[Directive 1]: Gather every line of the rows that contains the string "skyscraper". Case counts.

[Excerpt]:
>>>
The Fórmula Academy Sudamericana (), previously known as Fórmula 4 Sudamericana, is a Formula 4 racing class that debuted in 2014. The class uses the same chassis and engines used previously in the Formula Future Fiat.

History
The series was launched in April 2013. The organization bought 20 Signatech chassis with support of the Asociación Uruguaya de Volantes. The cars had their shakedown in February 2014. At the Autódromo Víctor Borrat Fabini Alessandro Salerno, Mauro Marino and Mateo Maffioly tested the car. The series first race took place at Polideportivo Ciudad de Mercedes in Uruguay on April 6, 2014.

After a hiatus in 2017, the series was revived in 2018 and renamed Fórmula Academy Sudamericana.

The car
The chassis of this singleseater class is built by French automotive company Signatech. It is the same chassis used in European Formula Renault 1.6 series (like the French F4 Championship) as of 2008. The monocoque is made out of carbon fiber. The car is powered by a 1.8L Fiat E.torQ engine. The engine puts out 160hp.
<<<
[Material for this task]:
>>>
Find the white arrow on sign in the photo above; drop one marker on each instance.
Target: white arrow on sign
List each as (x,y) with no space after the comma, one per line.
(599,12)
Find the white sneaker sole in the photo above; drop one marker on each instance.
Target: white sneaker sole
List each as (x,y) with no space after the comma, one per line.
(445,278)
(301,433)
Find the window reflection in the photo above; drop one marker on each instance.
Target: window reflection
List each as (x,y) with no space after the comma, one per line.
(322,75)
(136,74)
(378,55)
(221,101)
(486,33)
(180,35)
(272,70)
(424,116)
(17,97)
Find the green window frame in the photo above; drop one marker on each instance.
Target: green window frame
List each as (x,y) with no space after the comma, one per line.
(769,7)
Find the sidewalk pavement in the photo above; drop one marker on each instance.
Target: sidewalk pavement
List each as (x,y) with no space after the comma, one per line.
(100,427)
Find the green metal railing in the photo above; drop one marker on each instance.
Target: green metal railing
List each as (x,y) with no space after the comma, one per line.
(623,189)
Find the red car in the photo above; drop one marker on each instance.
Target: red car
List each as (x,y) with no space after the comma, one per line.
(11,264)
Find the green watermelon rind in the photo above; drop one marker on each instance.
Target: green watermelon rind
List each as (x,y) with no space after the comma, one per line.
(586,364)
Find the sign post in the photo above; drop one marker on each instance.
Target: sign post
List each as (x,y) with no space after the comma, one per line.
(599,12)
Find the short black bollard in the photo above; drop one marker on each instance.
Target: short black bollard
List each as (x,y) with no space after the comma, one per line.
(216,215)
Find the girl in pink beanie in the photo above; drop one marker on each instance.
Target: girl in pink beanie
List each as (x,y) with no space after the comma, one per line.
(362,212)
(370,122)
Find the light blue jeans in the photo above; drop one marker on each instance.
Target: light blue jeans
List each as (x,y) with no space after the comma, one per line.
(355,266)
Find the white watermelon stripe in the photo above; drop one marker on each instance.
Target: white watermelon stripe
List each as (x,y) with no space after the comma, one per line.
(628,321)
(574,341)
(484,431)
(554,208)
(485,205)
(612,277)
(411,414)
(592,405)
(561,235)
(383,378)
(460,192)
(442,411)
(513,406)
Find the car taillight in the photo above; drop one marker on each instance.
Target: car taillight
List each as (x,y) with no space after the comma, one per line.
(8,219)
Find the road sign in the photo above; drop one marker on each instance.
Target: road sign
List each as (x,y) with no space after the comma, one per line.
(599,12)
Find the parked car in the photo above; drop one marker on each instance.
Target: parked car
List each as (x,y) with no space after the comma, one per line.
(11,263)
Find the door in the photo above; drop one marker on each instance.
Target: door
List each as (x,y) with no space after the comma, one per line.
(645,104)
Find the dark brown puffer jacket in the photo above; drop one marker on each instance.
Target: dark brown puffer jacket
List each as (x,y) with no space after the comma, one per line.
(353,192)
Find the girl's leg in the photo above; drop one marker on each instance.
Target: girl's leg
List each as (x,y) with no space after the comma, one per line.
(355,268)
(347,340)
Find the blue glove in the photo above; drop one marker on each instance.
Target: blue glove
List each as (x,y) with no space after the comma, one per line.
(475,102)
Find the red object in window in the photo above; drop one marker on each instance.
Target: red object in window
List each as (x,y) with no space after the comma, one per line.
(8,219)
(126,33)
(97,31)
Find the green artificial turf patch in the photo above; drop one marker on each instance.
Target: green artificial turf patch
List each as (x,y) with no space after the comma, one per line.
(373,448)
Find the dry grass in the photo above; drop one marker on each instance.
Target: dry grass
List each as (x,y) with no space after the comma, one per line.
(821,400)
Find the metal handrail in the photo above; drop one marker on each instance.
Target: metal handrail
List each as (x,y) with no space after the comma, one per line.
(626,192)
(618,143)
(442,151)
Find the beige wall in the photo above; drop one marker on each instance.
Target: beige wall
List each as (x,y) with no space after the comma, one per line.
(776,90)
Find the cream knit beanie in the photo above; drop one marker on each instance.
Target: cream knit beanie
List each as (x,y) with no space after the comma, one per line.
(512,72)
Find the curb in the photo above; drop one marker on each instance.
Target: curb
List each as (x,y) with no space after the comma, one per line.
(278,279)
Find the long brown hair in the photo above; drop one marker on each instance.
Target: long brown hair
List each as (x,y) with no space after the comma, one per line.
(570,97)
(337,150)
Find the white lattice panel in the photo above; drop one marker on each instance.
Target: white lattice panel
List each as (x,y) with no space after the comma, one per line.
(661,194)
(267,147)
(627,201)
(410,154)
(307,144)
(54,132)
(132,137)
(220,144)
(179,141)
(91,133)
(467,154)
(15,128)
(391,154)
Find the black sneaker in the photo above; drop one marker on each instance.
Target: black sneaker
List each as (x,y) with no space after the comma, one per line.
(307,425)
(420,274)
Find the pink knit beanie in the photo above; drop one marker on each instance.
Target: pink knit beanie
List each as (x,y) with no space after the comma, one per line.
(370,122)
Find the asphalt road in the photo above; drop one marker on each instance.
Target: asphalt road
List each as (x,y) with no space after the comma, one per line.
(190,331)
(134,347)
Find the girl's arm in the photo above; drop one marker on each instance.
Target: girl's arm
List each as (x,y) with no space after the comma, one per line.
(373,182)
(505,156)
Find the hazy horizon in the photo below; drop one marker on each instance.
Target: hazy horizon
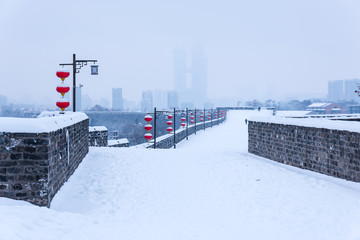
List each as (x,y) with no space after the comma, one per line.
(255,49)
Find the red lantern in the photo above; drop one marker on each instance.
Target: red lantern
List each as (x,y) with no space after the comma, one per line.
(62,89)
(62,75)
(148,136)
(62,104)
(148,127)
(148,118)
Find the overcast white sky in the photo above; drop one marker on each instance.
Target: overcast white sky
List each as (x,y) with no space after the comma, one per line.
(255,48)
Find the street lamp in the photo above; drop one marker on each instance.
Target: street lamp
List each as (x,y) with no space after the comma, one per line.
(77,65)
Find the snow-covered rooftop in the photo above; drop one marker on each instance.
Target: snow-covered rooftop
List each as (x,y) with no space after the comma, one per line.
(118,141)
(208,188)
(97,128)
(318,105)
(45,122)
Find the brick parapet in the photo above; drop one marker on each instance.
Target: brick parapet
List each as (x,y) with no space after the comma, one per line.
(34,166)
(328,151)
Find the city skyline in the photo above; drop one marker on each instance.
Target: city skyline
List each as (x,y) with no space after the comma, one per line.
(255,50)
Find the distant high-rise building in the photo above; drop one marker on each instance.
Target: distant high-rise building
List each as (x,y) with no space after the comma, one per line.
(117,100)
(343,90)
(173,99)
(147,101)
(191,81)
(349,90)
(160,99)
(336,90)
(3,100)
(199,76)
(86,102)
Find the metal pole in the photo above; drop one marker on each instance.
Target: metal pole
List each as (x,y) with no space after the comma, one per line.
(174,128)
(204,118)
(155,115)
(74,82)
(187,123)
(195,120)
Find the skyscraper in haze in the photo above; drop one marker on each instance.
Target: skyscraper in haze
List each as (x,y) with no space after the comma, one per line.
(343,90)
(117,101)
(199,76)
(147,101)
(173,99)
(191,78)
(160,99)
(349,90)
(335,90)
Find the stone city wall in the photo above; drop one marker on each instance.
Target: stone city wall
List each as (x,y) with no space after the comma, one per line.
(33,166)
(328,151)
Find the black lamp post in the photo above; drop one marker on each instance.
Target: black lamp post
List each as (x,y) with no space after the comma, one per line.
(77,65)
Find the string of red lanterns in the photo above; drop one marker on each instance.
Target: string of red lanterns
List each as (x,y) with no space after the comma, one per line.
(62,89)
(169,123)
(148,127)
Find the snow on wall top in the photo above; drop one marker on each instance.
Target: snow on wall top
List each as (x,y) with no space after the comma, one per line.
(45,122)
(97,128)
(351,126)
(117,141)
(318,105)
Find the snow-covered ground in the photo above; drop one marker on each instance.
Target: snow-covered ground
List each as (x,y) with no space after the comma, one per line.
(208,188)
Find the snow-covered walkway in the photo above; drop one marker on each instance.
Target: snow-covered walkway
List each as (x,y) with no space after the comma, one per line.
(208,188)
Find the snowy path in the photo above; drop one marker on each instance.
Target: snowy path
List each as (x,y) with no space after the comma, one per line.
(208,188)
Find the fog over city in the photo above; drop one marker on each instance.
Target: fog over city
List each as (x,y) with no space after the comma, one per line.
(263,50)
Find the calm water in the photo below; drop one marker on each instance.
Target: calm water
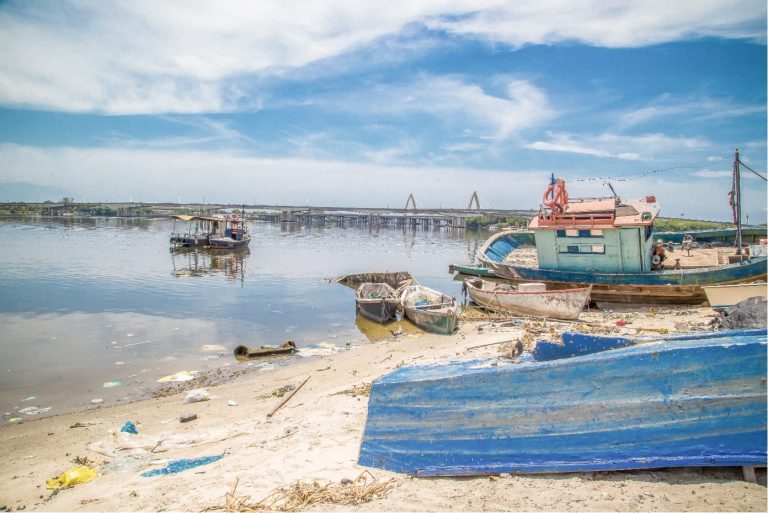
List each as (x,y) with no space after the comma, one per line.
(87,302)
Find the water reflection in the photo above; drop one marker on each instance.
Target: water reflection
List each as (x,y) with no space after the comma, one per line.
(376,332)
(194,262)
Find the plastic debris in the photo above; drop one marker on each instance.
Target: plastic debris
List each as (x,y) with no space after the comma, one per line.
(208,348)
(34,410)
(179,376)
(197,395)
(71,477)
(129,427)
(181,465)
(127,464)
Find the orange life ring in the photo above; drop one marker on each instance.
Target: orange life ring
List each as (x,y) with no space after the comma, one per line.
(559,196)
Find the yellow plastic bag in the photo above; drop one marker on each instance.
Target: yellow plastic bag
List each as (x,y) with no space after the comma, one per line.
(71,477)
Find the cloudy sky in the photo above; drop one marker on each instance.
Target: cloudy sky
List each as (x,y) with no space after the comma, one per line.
(359,103)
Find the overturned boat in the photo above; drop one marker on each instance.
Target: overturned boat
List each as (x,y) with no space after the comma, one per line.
(430,310)
(590,403)
(377,301)
(528,298)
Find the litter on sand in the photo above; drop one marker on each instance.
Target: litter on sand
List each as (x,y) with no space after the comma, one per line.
(71,477)
(178,377)
(299,496)
(181,465)
(129,427)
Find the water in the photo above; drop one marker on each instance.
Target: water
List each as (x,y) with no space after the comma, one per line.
(86,302)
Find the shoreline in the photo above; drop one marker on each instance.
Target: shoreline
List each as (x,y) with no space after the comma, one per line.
(316,434)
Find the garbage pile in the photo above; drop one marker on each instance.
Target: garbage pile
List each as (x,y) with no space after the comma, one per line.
(749,314)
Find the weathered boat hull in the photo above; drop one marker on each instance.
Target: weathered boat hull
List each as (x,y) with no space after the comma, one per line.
(558,304)
(668,286)
(379,309)
(228,242)
(723,296)
(441,316)
(696,402)
(472,270)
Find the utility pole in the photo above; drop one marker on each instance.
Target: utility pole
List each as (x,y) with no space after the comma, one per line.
(737,185)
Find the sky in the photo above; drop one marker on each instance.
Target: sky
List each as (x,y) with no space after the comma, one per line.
(356,103)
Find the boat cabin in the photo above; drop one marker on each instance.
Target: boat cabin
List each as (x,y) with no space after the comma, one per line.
(596,234)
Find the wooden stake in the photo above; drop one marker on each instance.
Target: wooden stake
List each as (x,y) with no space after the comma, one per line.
(749,474)
(287,398)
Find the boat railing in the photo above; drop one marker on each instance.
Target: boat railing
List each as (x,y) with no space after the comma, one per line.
(594,219)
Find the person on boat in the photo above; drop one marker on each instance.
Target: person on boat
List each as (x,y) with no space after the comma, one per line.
(658,256)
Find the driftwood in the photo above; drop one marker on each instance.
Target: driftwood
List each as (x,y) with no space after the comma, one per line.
(245,352)
(287,398)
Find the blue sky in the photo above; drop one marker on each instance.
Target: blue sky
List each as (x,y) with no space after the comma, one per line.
(355,103)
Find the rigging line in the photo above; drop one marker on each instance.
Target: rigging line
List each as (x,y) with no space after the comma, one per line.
(630,176)
(758,174)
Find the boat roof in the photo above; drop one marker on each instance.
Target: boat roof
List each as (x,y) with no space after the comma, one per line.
(599,213)
(183,217)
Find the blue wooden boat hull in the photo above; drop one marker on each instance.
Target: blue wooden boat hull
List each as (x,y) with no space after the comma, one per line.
(687,402)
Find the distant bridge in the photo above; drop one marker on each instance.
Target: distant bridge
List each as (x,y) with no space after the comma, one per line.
(449,217)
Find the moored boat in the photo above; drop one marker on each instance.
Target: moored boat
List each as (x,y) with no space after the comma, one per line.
(528,298)
(231,234)
(199,229)
(608,243)
(696,400)
(472,270)
(429,309)
(377,301)
(723,296)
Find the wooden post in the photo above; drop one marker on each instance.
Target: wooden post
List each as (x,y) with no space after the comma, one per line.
(749,474)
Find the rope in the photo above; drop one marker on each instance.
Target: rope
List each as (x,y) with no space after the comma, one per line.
(631,176)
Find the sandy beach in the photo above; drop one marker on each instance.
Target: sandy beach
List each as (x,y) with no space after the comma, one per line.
(315,437)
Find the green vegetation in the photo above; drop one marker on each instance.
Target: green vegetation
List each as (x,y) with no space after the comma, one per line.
(668,224)
(481,222)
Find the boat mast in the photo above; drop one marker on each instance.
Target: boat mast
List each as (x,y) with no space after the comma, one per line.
(737,200)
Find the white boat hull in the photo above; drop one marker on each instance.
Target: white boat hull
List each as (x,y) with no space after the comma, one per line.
(558,304)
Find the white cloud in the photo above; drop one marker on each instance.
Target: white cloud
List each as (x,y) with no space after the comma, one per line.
(521,105)
(611,24)
(624,147)
(115,174)
(143,56)
(692,109)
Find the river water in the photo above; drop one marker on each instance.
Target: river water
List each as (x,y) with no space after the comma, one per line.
(98,309)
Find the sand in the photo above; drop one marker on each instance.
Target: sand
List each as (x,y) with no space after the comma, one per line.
(316,435)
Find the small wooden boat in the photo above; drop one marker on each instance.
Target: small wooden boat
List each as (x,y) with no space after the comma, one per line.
(472,270)
(723,296)
(377,301)
(233,235)
(246,353)
(528,298)
(394,279)
(199,229)
(429,309)
(698,400)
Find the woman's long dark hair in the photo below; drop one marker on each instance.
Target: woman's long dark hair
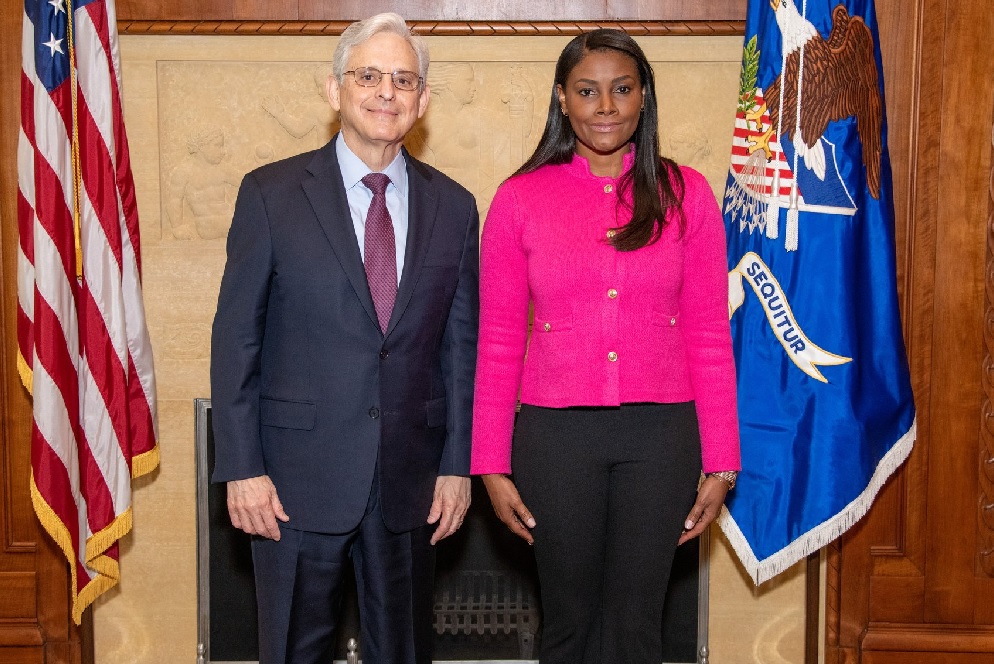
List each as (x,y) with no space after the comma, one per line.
(655,182)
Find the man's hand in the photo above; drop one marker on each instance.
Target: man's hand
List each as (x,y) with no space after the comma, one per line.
(448,509)
(710,497)
(508,506)
(254,506)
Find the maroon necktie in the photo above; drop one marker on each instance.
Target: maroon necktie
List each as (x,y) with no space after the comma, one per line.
(380,250)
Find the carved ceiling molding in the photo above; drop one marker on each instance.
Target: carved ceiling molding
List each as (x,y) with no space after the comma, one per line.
(436,28)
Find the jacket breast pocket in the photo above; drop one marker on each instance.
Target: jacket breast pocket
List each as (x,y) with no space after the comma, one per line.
(665,320)
(436,412)
(544,325)
(287,414)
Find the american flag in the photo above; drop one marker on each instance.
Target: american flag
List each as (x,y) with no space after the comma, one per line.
(84,351)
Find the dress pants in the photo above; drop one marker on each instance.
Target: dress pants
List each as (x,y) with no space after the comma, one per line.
(299,582)
(609,489)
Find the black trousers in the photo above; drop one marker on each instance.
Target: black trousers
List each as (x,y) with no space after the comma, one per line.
(609,489)
(299,584)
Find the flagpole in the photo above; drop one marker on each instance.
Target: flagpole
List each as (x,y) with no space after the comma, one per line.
(77,177)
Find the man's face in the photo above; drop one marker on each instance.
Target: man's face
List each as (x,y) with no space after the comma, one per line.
(378,117)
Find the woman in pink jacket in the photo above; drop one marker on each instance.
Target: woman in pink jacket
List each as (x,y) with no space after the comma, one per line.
(627,383)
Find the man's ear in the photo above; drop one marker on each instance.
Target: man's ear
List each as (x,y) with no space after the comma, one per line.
(333,91)
(424,99)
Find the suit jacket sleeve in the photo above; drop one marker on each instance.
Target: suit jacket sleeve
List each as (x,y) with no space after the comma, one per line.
(458,353)
(237,336)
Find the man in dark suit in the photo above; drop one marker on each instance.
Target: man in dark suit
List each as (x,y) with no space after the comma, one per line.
(343,360)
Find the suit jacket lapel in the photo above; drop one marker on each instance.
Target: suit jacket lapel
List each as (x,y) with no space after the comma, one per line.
(422,204)
(326,192)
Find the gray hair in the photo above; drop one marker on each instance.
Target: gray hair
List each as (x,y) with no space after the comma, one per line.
(360,31)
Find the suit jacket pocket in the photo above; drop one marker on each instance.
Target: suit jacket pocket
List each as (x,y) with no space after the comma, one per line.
(436,412)
(287,414)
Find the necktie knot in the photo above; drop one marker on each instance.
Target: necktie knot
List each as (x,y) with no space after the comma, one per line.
(377,183)
(380,250)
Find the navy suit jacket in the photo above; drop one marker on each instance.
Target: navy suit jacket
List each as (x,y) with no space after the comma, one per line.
(305,387)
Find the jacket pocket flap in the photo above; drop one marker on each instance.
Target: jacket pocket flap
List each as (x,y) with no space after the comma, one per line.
<<<
[Directive 2]: Using the text on the racing series above, decide whether each statement agrees with it, and answer yes or no, quoting the deciding words: (a) The series was launched in April 2014. (b) The monocoque is made of carbon fiber. (c) After a pause in 2017, the series returned in 2018.

[Task solution 1]:
Find the skyscraper in haze in the photo above; drop one marker on each instance.
Target: skyscraper in haze

[Task solution 2]:
(a) No: "The series was launched in April 2013."
(b) Yes: "The monocoque is made out of carbon fiber."
(c) Yes: "After a hiatus in 2017, the series was revived in 2018"